DIRECTIONS:
Please output exactly the lines from the one containing "Target: palm tree" through the last line of the records, both included.

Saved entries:
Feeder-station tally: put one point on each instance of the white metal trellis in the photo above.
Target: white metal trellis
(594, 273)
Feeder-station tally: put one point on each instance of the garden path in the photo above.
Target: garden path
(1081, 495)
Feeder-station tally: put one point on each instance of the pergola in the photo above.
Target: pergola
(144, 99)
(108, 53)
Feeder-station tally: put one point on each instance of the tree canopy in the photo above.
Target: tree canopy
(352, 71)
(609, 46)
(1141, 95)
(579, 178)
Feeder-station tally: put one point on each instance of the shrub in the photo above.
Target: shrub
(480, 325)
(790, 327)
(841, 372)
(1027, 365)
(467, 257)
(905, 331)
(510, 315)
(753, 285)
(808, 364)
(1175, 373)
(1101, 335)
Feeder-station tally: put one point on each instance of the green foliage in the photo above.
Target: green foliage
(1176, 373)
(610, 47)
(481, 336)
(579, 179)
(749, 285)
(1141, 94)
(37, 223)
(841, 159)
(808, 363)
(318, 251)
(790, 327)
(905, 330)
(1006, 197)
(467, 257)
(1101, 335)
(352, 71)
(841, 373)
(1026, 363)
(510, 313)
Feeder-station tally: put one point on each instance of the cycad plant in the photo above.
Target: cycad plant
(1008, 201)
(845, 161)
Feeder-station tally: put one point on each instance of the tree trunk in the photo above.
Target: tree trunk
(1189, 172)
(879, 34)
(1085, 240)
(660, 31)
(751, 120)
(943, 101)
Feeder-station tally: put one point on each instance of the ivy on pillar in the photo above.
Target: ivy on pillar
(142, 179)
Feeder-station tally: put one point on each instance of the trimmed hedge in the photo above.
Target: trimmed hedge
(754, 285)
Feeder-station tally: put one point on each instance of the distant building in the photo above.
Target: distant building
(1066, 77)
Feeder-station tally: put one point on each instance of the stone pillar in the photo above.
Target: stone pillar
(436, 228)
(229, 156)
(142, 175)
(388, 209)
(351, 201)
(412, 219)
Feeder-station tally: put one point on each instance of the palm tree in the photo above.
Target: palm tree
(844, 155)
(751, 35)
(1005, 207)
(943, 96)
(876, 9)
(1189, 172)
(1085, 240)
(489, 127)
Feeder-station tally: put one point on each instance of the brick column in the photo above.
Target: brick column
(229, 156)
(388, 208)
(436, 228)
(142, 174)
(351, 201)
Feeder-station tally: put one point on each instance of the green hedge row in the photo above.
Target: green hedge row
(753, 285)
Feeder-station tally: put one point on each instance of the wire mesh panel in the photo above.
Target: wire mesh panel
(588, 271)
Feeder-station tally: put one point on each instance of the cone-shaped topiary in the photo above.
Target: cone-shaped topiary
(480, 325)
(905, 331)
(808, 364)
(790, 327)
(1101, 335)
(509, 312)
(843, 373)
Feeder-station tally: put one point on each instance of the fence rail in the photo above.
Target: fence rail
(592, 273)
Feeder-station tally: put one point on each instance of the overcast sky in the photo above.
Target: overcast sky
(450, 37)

OUTPUT OF THE EXERCISE:
Target: palm tree
(844, 155)
(751, 35)
(1005, 207)
(943, 96)
(876, 9)
(1189, 172)
(1085, 240)
(489, 127)
Feeder-station tally: put one point on each instance of the brick column in the photo above.
Target: brick column
(229, 156)
(388, 208)
(436, 228)
(142, 174)
(351, 201)
Feeder-station tally: put one point on each instance of the green hedge row in the photo above.
Target: green hedge row
(753, 285)
Feeder-station tally: put one point on each instance of the wire mesh panel in the photo above.
Target: wire mesh panel
(588, 271)
Feeder-station tally: put one point on each instance of the cone-shaped topiary in the photo above.
Target: cone-shaped topiary
(480, 325)
(905, 331)
(808, 364)
(790, 327)
(1101, 335)
(509, 312)
(843, 373)
Feeder-station tally: put one point on each instance of the fence rail in the photo above.
Target: fence rail
(592, 273)
Feeder-station tally: put one point on each instance of the overcast sky in the photo above.
Target: overcast sky
(450, 37)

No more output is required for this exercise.